# [EXTRAIT DU DOCUMENT]
▬▬▬▬▬▬▬▬▬▬
La Côte d'Ivoire à Cannes
Pour la première fois de son histoire, la Côte d'Ivoire fera son entrée dans la section Un Certain Regard du Festival de Cannes avec Run, premier long-métrage du Franco-Ivoirien Philippe Lacôte, interprété par Abdoul Karim Konaté et Isaach de Bankolé. Retour sur un processus de création.
Genèse de Run
J'ai toujours essayé d'aller vers des choses à explorer. Donc je n'ai pas fait un ou deux courts-métrages qui seraient les pilotes du long. Chroniques de guerre en Côte d'Ivoire (2007) est un documentaire un peu autobiographique sur la Côte d'Ivoire. Run est une fiction qui répond à Chroniques, c'est sûr, tout comme on retrouve un peu de Le passeur (2004) qui était de la pure fiction en N&B. Les correspondances ne sont pas directes mais j'ai l'impression qu'elles sont là.
▬▬▬▬▬▬▬▬▬▬
# [ÉNONCÉ 1]
Recopiez mot pour mot l'extrait depuis « La Côte d'Ivoire à » jusqu'à « qu'elles sont là. » inclus.
# [ÉNONCÉ 2]
D'après l'extrait, qui a réalisé le film Run ?
# [ÉNONCÉ 3]
Prolongez l'extrait sur la Côte d'Ivoire à Cannes à la suite de sa dernière phrase.
Les lignes n'ont aucun rapport avec l'extrait.

# [LIGNES EXTRAITES]
▬▬▬▬▬▬▬▬▬▬
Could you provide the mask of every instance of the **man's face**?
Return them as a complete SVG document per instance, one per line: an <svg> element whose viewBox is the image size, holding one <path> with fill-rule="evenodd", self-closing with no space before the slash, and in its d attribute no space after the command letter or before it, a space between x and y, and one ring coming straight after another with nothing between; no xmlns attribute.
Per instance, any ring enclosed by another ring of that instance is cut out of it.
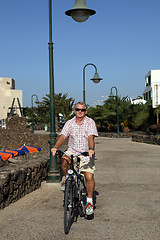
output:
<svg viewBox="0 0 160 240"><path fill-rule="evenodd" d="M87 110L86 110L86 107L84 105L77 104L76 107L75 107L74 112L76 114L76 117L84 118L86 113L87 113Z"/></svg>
▬▬▬▬▬▬▬▬▬▬
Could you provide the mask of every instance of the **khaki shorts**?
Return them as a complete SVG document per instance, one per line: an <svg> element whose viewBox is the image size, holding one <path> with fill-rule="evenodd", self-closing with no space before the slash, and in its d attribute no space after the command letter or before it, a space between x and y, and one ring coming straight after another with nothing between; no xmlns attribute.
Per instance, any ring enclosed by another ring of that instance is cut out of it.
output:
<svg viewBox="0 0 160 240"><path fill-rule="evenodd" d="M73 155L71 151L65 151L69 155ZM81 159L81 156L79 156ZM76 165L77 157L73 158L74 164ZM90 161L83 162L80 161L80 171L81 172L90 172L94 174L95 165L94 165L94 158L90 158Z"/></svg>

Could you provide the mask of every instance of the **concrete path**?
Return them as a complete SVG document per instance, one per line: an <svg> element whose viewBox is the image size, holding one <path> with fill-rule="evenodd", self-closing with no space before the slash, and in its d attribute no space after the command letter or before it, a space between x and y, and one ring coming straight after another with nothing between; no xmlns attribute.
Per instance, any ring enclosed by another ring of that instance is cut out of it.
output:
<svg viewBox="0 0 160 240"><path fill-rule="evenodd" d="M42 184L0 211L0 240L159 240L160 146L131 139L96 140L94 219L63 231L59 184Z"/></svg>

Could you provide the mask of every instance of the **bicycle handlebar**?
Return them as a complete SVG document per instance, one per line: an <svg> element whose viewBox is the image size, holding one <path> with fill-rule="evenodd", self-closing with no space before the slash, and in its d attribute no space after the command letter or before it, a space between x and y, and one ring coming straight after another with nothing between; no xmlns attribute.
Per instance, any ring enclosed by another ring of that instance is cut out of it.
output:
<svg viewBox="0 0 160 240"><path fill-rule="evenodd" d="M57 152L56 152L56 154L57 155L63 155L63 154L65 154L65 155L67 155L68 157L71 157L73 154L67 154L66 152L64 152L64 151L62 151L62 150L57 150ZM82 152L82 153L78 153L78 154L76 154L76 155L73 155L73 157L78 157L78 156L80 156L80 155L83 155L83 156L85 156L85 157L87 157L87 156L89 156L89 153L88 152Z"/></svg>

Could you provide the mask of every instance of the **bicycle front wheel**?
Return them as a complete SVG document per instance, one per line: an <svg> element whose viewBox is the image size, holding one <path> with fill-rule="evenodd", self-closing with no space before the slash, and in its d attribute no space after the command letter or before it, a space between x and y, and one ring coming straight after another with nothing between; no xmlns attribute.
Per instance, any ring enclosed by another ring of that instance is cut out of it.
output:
▬▬▬▬▬▬▬▬▬▬
# [RÉPONSE ATTENDUE 1]
La Côte d'Ivoire à Cannes
Pour la première fois de son histoire, la Côte d'Ivoire fera son entrée dans la section Un Certain Regard du Festival de Cannes avec Run, premier long-métrage du Franco-Ivoirien Philippe Lacôte, interprété par Abdoul Karim Konaté et Isaach de Bankolé. Retour sur un processus de création.
Genèse de Run
J'ai toujours essayé d'aller vers des choses à explorer. Donc je n'ai pas fait un ou deux courts-métrages qui seraient les pilotes du long. Chroniques de guerre en Côte d'Ivoire (2007) est un documentaire un peu autobiographique sur la Côte d'Ivoire. Run est une fiction qui répond à Chroniques, c'est sûr, tout comme on retrouve un peu de Le passeur (2004) qui était de la pure fiction en N&B. Les correspondances ne sont pas directes mais j'ai l'impression qu'elles sont là.

# [RÉPONSE ATTENDUE 2]
Le Franco-Ivoirien Philippe Lacôte.

# [RÉPONSE ATTENDUE 3]
Un sujet, trois vies
Mon point de départ, c'est toujours la personne. En filmant Chroniques, j'avais rencontré beaucoup de jeunes patriotes. Car en Côte d'Ivoire 75% de la population a moins de 30 ans, donc les vieux politiciens envoient les jeunes dans la rue.
J'avais envie de raconter la trajectoire d'un jeune homme dans cette Côte d'Ivoire d'aujourd'hui, une trajectoire emblématique qui en même temps traverse l'Histoire du pays. Ma question principale était de réfléchir sur la violence. Comment sommes-nous arrivé là ? J'avais envie de raconter la trajectoire d'un jeune homme dans la Côte d'Ivoire d'aujourd'hui à travers une trajectoire emblématique qui traverse en même temps l'Histoire du pays. C'est comme ça que je suis arrivé à ce personnage de Run qui finit jeune patriote, après avoir été assistant d'un faiseur de pluie et d'une femme qui fait des concours de nourriture. Run est un film en trois parties car Run a trois vies.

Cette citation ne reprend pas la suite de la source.